(ВЫБРАННЫЙ ОТРЫВОК)
┄┄┄┄┄┄┄┄┄┄┄┄┄┄┄┄┄┄┄┄

Но постепенно (не без влияния Бориса Владимировича Алперса) интонация меняется: Алперс «в восторге от “Мещан”», и у Зотовой постепенно проходит «предубеждение» (хотя она и не говорит об этом), спектакли Товстоногова воспринимаются уже иначе. Но это — молодая женщина, в которой все еще сильны «ученические» порывы и любовь к своему учителю. А другие?
Понимали ли они тогда эту вечно всех путающую разницу между «быть» и «казаться»?
Поняли ли сегодня, столько десятилетий спустя?..
В предисловии к этой книге уже Приводились справедливые слова Е. Горфункель о том, что Товстоногов многим «мешал жить», самим фактом своего присутствия отрицая мысль о каком бы то ни было соперничестве. Это было так и не так.

┄┄┄┄┄┄┄┄┄┄┄┄┄┄┄┄┄┄┄┄

Записи с отмеченными точками

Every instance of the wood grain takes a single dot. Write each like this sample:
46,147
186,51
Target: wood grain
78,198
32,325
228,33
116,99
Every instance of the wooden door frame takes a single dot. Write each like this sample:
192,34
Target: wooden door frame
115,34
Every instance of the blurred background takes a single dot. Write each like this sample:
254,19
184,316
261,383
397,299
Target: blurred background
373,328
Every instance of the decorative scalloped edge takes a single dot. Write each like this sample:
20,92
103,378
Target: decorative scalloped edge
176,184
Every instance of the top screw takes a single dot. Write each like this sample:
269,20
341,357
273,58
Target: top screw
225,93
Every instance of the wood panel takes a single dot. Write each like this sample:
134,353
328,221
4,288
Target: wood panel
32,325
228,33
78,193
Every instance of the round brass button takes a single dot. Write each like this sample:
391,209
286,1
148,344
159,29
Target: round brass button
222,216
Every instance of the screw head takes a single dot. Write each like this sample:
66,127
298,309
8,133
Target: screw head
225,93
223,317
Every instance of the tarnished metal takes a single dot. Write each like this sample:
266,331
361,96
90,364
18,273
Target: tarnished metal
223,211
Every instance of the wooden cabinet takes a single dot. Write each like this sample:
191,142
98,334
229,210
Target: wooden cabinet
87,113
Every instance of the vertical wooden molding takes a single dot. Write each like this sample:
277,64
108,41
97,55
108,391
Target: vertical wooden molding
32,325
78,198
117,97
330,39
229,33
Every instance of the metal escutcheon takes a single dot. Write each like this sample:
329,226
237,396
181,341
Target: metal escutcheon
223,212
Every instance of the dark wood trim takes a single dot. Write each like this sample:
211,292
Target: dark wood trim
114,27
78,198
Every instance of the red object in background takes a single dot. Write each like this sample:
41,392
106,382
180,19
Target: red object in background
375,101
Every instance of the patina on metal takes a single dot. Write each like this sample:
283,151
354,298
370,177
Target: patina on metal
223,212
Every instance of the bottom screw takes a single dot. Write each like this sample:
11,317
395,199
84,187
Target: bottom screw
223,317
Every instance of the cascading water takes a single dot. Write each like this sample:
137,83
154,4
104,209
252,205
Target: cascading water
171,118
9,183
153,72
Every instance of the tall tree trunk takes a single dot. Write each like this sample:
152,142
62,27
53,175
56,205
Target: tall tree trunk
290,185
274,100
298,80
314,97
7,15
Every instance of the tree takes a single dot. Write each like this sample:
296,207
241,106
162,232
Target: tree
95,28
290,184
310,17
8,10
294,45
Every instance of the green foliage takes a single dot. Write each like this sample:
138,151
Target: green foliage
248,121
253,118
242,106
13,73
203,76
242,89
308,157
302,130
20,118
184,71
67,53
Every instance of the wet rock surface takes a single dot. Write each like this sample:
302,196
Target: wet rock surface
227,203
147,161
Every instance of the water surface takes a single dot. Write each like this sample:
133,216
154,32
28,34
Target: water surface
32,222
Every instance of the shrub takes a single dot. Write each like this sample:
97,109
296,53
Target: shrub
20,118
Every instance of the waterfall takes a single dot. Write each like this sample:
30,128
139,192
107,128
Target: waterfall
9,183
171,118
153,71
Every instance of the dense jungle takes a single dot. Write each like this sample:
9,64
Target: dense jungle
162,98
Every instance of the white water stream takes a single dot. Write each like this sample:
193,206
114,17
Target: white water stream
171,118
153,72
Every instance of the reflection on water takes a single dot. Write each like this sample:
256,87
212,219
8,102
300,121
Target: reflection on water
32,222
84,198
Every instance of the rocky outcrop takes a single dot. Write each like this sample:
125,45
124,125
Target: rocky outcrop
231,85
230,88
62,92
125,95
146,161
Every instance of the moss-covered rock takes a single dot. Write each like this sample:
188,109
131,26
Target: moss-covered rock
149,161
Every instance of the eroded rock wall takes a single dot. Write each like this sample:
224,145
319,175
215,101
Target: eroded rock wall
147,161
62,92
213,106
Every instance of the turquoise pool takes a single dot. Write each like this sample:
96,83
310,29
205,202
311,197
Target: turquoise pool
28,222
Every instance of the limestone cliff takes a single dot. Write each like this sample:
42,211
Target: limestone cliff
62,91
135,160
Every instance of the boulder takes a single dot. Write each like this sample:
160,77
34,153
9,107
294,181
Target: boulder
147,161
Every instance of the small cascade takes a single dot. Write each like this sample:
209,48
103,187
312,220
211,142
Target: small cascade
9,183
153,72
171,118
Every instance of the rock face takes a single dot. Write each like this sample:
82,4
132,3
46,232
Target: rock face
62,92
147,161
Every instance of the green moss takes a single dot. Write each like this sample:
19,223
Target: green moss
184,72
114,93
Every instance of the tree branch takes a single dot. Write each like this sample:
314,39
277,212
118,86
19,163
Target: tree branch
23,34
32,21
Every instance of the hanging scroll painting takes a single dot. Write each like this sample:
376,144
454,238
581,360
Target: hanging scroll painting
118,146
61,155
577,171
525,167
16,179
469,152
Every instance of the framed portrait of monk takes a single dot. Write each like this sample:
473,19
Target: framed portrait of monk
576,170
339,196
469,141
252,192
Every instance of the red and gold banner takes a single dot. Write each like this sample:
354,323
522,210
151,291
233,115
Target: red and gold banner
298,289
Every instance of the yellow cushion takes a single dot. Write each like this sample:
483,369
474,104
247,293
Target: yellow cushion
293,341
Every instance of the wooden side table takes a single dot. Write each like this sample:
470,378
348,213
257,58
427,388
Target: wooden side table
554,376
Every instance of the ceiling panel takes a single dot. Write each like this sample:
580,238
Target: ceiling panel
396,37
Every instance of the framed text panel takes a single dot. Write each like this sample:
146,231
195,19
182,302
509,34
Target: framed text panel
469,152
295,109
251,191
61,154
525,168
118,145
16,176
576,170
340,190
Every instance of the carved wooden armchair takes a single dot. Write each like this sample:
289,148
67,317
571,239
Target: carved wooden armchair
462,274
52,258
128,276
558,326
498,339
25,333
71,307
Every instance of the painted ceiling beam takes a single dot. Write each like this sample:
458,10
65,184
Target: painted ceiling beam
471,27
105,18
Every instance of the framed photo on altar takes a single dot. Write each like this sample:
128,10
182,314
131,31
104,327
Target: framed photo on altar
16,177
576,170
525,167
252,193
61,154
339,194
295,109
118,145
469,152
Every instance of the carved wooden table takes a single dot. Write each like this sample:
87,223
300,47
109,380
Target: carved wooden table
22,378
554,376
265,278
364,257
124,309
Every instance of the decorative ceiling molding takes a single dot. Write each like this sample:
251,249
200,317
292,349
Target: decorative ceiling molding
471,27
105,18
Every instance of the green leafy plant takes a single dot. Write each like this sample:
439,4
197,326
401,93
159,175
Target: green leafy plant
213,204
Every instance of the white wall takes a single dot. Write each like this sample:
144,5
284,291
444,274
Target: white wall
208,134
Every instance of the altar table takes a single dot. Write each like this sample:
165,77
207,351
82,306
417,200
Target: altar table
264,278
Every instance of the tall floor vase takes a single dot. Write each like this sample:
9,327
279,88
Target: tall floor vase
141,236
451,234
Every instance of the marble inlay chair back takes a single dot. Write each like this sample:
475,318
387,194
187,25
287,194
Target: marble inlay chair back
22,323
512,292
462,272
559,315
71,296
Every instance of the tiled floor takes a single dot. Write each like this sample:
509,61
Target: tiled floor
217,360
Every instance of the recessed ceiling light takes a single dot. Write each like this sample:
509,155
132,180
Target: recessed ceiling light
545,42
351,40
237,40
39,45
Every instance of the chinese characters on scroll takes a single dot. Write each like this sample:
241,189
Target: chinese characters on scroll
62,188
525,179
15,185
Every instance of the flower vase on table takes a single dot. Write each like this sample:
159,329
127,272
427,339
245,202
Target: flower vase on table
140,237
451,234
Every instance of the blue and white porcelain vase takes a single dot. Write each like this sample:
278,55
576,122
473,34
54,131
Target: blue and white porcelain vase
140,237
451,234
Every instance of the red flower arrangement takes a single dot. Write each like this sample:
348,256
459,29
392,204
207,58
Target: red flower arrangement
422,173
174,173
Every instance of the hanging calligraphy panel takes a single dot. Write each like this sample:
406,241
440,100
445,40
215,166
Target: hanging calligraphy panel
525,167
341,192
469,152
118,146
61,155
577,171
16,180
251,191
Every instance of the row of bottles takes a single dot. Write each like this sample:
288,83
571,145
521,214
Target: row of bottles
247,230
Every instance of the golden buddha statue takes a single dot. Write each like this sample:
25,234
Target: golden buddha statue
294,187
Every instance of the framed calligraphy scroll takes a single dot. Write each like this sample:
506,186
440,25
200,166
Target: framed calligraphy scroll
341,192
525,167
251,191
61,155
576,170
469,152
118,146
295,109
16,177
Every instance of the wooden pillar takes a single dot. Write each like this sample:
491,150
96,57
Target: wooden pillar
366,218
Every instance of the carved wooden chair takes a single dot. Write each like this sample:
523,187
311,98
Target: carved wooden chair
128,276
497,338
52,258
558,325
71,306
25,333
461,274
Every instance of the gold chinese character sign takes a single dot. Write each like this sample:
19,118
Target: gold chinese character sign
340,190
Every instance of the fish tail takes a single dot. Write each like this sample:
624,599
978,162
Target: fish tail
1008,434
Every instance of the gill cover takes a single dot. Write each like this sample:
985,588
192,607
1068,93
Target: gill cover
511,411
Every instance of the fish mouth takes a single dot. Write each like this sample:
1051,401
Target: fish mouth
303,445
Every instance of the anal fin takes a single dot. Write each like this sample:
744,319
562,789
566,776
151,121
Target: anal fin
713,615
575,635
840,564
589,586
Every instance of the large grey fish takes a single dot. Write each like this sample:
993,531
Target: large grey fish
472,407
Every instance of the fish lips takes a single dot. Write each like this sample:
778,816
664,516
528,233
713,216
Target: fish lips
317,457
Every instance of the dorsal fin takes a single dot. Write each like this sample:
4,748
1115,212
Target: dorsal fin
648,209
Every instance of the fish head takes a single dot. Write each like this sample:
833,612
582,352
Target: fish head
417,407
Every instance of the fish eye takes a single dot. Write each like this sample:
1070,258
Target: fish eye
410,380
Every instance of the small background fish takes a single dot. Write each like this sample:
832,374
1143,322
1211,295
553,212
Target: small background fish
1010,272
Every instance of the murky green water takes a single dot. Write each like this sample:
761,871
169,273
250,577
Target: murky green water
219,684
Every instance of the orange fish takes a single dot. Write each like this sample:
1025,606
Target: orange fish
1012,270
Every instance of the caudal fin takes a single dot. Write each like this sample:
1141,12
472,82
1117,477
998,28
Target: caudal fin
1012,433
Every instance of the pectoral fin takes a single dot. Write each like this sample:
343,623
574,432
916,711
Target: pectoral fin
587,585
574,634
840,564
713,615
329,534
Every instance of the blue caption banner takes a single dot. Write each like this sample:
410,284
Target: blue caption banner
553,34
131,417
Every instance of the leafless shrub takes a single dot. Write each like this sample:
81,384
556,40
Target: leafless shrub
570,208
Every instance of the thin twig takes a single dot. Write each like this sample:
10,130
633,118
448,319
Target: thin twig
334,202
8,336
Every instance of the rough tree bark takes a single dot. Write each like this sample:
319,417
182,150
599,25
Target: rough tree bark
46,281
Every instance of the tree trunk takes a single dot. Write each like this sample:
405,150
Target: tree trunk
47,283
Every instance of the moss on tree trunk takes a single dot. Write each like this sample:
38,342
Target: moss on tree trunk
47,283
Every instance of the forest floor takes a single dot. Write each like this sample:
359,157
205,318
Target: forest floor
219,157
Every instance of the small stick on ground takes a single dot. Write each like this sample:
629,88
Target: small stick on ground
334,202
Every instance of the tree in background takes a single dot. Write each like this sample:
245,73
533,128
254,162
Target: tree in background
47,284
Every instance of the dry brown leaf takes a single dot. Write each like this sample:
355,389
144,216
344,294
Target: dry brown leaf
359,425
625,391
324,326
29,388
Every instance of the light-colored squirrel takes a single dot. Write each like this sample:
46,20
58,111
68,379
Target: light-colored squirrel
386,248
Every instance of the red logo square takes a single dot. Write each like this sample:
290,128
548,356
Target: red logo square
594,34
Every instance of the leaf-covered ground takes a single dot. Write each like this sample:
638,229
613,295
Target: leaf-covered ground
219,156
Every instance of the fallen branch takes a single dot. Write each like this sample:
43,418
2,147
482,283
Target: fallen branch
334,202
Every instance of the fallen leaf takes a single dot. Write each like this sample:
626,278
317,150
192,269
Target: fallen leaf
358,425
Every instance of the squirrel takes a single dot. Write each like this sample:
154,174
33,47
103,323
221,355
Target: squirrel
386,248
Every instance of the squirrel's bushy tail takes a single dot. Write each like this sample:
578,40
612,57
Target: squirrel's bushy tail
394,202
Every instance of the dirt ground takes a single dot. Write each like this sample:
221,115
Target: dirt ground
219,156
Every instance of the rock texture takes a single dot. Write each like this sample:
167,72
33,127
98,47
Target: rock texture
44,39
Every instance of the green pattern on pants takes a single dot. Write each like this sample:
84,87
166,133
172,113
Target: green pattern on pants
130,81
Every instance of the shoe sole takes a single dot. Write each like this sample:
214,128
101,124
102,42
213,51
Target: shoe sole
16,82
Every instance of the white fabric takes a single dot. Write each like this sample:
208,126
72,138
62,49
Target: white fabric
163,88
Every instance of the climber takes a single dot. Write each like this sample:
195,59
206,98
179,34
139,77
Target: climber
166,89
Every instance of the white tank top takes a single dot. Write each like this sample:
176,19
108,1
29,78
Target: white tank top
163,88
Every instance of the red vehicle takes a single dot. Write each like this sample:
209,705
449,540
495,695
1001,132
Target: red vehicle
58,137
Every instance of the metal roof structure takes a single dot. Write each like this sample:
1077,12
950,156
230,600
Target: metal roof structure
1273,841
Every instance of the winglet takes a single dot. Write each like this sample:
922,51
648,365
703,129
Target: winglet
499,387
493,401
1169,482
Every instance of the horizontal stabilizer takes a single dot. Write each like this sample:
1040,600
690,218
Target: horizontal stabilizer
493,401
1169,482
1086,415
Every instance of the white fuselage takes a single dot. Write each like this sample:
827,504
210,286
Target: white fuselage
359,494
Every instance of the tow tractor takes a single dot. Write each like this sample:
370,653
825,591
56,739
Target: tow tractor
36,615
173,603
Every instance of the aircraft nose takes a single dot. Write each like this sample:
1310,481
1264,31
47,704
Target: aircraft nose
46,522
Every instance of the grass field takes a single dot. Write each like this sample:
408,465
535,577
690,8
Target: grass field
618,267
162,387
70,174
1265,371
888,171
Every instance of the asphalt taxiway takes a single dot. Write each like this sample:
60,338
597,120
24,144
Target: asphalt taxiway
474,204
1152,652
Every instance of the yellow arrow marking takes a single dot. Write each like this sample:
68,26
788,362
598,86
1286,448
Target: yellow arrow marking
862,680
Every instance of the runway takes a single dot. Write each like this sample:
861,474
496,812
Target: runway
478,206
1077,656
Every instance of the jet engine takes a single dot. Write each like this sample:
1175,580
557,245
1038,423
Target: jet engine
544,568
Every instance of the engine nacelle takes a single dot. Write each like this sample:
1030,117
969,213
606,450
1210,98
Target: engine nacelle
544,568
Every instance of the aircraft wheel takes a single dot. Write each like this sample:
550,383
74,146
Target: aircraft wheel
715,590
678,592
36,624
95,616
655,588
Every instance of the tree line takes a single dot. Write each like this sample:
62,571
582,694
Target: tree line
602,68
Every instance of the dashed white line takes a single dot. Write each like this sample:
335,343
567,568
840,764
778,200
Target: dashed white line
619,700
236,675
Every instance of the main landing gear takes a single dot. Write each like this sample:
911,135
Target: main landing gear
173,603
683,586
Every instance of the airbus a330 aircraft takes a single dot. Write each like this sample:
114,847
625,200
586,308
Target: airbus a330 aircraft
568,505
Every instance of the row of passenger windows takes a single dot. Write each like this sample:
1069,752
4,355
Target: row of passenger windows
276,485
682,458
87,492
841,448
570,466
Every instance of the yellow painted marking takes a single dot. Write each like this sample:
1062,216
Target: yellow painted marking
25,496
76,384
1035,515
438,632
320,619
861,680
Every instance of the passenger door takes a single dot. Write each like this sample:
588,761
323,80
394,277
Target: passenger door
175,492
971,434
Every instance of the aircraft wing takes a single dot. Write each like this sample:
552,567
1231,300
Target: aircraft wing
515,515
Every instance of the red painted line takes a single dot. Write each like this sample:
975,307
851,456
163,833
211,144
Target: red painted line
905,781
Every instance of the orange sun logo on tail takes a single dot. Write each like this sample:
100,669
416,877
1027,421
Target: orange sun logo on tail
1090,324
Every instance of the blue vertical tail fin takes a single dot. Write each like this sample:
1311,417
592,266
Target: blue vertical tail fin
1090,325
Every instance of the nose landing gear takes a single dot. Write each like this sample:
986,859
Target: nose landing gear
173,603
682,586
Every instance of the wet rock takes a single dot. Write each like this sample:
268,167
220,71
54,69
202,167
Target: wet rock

┄┄┄┄┄┄┄┄┄┄┄┄┄┄┄┄┄┄┄┄

(ЗАДАНИЕ)
Процитируйте отрывок о Товстоногове слово в слово: начните с места, где стоит «Поняли ли сегодня, столько», и остановитесь после «так и не так.».

(РЕШЕНИЕ НИЖЕ)
Поняли ли сегодня, столько десятилетий спустя?..
В предисловии к этой книге уже Приводились справедливые слова Е. Горфункель о том, что Товстоногов многим «мешал жить», самим фактом своего присутствия отрицая мысль о каком бы то ни было соперничестве. Это было так и не так.